WHAT THIS TASK INVOLVES: Format the items as a numbered list, from the first line through the line that contains "[[238, 110], [26, 165], [54, 210], [494, 99], [279, 109]]". Skip any blank lines and omit the pictures.

(Recorded data)
================

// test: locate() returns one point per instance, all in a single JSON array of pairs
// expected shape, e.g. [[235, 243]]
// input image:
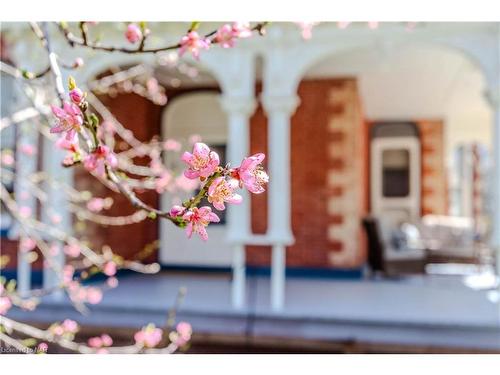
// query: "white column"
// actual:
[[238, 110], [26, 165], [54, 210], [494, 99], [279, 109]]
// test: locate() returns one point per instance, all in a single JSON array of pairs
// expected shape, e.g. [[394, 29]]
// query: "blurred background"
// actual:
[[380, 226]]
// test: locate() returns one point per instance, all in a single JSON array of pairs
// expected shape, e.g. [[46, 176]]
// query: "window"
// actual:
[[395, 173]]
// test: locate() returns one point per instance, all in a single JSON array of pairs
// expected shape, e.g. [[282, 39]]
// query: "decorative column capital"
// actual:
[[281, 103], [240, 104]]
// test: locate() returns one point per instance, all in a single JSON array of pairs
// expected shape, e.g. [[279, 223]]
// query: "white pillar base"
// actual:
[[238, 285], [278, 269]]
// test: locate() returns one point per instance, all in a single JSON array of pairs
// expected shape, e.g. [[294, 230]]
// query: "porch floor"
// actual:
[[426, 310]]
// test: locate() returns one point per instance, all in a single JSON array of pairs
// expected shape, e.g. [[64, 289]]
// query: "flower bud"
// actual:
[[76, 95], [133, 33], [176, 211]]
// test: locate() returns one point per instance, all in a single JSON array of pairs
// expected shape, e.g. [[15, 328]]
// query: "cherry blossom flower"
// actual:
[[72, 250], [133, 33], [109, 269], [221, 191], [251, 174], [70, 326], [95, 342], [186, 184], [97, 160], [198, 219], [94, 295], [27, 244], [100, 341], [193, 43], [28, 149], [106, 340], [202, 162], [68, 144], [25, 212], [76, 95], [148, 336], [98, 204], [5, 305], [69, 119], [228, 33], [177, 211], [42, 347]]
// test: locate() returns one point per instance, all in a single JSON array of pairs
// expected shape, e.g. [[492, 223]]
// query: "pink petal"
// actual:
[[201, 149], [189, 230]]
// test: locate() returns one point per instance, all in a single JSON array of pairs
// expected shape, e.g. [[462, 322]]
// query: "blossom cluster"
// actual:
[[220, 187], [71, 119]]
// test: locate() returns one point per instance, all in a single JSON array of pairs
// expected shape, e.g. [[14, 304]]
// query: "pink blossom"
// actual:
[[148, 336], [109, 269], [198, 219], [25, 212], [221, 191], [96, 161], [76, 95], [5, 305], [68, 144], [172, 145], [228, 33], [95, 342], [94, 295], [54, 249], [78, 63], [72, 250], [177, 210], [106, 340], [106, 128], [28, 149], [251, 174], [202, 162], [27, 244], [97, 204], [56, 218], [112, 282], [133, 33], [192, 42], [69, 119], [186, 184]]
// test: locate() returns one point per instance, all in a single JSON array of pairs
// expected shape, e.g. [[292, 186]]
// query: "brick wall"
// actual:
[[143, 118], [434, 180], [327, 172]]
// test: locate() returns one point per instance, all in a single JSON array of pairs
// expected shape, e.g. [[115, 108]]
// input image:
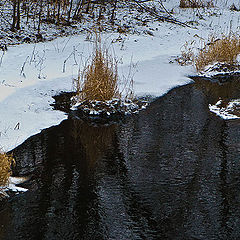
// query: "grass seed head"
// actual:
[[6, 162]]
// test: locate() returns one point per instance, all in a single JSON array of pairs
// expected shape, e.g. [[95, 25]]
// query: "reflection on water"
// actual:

================

RESULT:
1. // test: locate() returns one point per instance, all in a single JSON array of pairs
2. // expected shape, e.g. [[235, 243]]
3. // input image:
4. // query: "white column"
5. // actual:
6. [[238, 110], [26, 165], [54, 210], [494, 99], [279, 109]]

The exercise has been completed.